To be done:
Locate each line in the data below that contains the string "grass", treating uppercase and lowercase as different, and copy every such line.

Point placement data
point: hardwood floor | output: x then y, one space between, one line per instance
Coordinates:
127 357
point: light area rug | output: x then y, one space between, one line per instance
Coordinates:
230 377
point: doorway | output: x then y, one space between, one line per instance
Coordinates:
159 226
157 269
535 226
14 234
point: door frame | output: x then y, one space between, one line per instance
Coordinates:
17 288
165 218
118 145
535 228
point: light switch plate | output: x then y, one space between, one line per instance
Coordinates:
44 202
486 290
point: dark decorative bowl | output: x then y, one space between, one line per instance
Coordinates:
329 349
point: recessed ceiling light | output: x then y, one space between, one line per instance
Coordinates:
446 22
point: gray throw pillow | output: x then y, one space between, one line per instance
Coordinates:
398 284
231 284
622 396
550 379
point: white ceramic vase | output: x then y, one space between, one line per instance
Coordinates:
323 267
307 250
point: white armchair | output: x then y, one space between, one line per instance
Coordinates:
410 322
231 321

---

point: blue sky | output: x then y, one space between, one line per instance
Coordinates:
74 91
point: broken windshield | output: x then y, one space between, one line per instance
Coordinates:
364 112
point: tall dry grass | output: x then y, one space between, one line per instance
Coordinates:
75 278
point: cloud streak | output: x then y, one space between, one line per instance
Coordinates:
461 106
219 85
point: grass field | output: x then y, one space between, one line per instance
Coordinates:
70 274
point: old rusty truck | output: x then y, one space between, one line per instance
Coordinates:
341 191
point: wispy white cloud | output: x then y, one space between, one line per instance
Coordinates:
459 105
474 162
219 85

...

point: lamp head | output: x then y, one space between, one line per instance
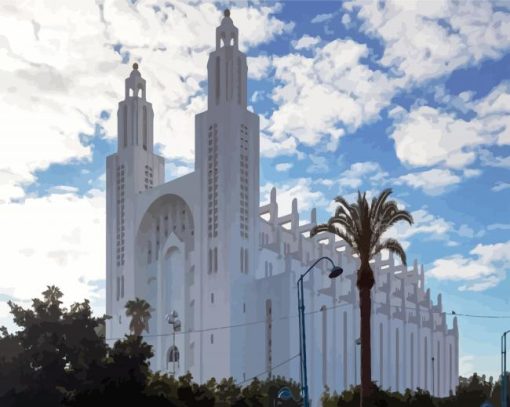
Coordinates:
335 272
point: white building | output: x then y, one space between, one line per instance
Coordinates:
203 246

Response to the exercise:
point: tall dry grass | output: x then y, one space between, one line per instance
point: grass field | output: x then y, one space between, one line per instance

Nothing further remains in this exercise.